** start of Extracted records **
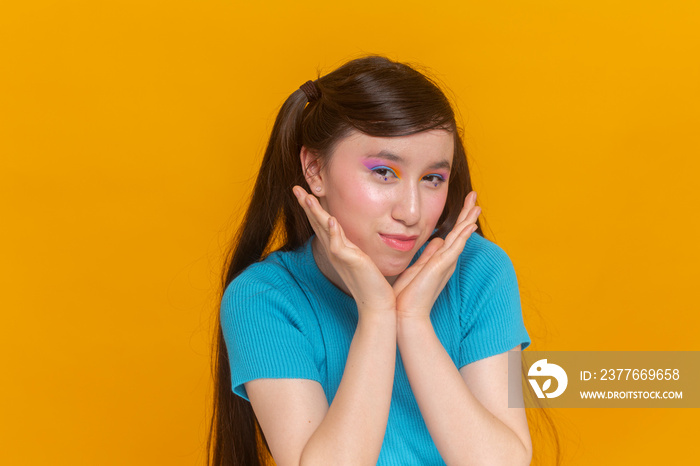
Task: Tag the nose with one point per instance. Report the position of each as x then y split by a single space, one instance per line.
407 205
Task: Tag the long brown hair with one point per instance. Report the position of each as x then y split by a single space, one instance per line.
374 95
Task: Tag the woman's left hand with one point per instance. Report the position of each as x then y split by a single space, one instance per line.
418 286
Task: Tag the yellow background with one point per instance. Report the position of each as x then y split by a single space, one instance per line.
130 132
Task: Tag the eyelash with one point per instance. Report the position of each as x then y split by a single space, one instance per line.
437 179
440 179
389 171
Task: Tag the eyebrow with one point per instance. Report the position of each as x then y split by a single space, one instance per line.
386 155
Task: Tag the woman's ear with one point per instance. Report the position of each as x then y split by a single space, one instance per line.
311 167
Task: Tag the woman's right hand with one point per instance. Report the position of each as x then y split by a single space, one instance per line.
371 291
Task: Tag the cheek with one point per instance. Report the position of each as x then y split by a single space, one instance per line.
357 198
434 207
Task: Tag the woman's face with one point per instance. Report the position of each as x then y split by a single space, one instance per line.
388 193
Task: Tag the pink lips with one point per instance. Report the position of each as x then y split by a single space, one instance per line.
399 242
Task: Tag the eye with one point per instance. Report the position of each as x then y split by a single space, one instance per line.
434 179
385 173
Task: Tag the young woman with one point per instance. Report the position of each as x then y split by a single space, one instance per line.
364 318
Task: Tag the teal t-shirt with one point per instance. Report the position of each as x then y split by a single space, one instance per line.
282 318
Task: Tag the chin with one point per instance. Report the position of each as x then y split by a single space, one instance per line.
393 269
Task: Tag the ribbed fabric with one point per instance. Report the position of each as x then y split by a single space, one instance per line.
282 318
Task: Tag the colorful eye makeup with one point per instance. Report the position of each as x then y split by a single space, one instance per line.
386 173
379 167
435 178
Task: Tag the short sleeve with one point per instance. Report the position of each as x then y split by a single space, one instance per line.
264 333
491 320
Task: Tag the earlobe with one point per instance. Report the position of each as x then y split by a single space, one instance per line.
312 171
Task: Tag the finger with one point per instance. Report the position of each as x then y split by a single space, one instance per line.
452 251
432 247
469 219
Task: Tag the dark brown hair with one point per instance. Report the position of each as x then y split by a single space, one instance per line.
374 95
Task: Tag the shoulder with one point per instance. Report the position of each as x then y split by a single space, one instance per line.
483 265
264 287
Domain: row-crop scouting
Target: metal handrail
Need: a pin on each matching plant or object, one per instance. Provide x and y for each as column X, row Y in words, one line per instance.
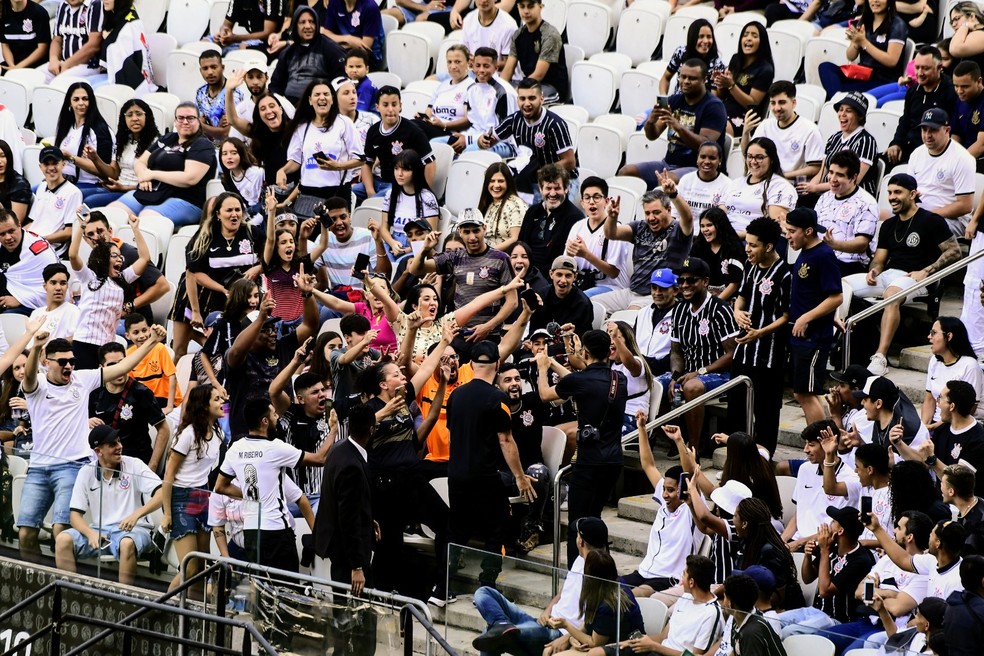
column 394, row 601
column 875, row 308
column 628, row 438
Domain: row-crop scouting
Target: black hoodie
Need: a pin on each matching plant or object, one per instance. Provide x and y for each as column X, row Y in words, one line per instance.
column 305, row 61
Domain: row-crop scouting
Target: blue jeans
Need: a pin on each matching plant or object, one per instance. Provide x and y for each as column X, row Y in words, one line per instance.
column 45, row 487
column 496, row 609
column 181, row 212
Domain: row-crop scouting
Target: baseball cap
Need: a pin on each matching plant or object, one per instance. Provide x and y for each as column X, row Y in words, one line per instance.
column 102, row 434
column 804, row 217
column 694, row 265
column 855, row 100
column 855, row 376
column 420, row 224
column 849, row 518
column 50, row 152
column 593, row 531
column 485, row 352
column 935, row 118
column 664, row 278
column 470, row 216
column 564, row 262
column 728, row 496
column 764, row 579
column 879, row 387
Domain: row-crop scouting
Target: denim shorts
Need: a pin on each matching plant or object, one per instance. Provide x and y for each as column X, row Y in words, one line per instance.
column 140, row 536
column 48, row 488
column 189, row 511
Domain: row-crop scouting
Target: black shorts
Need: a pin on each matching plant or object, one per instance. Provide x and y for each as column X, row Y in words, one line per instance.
column 809, row 368
column 658, row 584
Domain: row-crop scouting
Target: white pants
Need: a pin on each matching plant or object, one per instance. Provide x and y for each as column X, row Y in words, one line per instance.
column 972, row 313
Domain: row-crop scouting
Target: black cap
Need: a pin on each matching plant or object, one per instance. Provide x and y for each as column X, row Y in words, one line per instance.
column 593, row 531
column 849, row 518
column 855, row 376
column 694, row 265
column 804, row 217
column 879, row 388
column 934, row 118
column 485, row 352
column 50, row 152
column 102, row 434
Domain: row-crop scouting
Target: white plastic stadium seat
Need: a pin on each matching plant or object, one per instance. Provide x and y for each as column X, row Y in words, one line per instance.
column 589, row 25
column 594, row 87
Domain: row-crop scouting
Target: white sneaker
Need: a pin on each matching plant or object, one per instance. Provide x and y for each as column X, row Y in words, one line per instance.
column 878, row 365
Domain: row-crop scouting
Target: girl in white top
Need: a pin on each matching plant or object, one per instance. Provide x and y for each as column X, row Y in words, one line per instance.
column 408, row 198
column 627, row 358
column 135, row 132
column 953, row 359
column 763, row 191
column 707, row 186
column 106, row 291
column 324, row 147
column 194, row 454
column 241, row 175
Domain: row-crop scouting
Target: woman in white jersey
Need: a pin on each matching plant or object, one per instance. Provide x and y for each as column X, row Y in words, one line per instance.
column 107, row 293
column 194, row 454
column 763, row 191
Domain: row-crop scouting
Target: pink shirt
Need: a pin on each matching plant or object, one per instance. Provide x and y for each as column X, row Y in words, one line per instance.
column 386, row 339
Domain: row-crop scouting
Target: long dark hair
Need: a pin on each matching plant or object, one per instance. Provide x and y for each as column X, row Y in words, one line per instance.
column 485, row 200
column 146, row 137
column 764, row 53
column 690, row 50
column 99, row 262
column 868, row 17
column 600, row 585
column 775, row 167
column 409, row 160
column 262, row 138
column 959, row 344
column 66, row 116
column 196, row 415
column 304, row 112
column 746, row 465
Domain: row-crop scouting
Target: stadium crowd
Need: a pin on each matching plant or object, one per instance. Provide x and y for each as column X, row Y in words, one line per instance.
column 335, row 366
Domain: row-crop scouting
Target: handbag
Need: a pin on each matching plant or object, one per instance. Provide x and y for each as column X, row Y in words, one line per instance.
column 857, row 72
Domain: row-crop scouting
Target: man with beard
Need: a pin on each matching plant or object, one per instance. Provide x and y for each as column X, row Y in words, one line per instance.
column 255, row 79
column 528, row 415
column 548, row 223
column 564, row 303
column 257, row 355
column 22, row 260
column 150, row 286
column 303, row 422
column 345, row 244
column 660, row 243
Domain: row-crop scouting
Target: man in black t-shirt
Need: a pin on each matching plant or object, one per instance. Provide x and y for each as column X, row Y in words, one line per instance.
column 257, row 356
column 836, row 558
column 912, row 244
column 600, row 395
column 130, row 408
column 481, row 428
column 387, row 139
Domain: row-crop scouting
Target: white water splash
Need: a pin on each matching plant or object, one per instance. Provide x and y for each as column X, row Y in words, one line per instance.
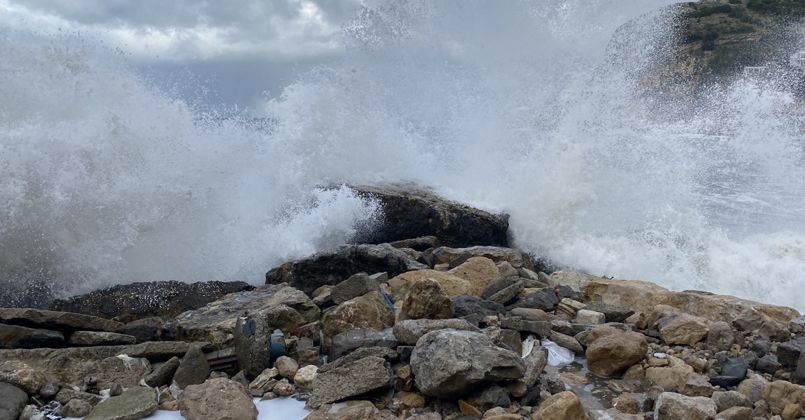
** end of Extracted records **
Task to carry out: Count the lines in the items above that contain the string "white". Reply with the number alone.

Solved exercise: 6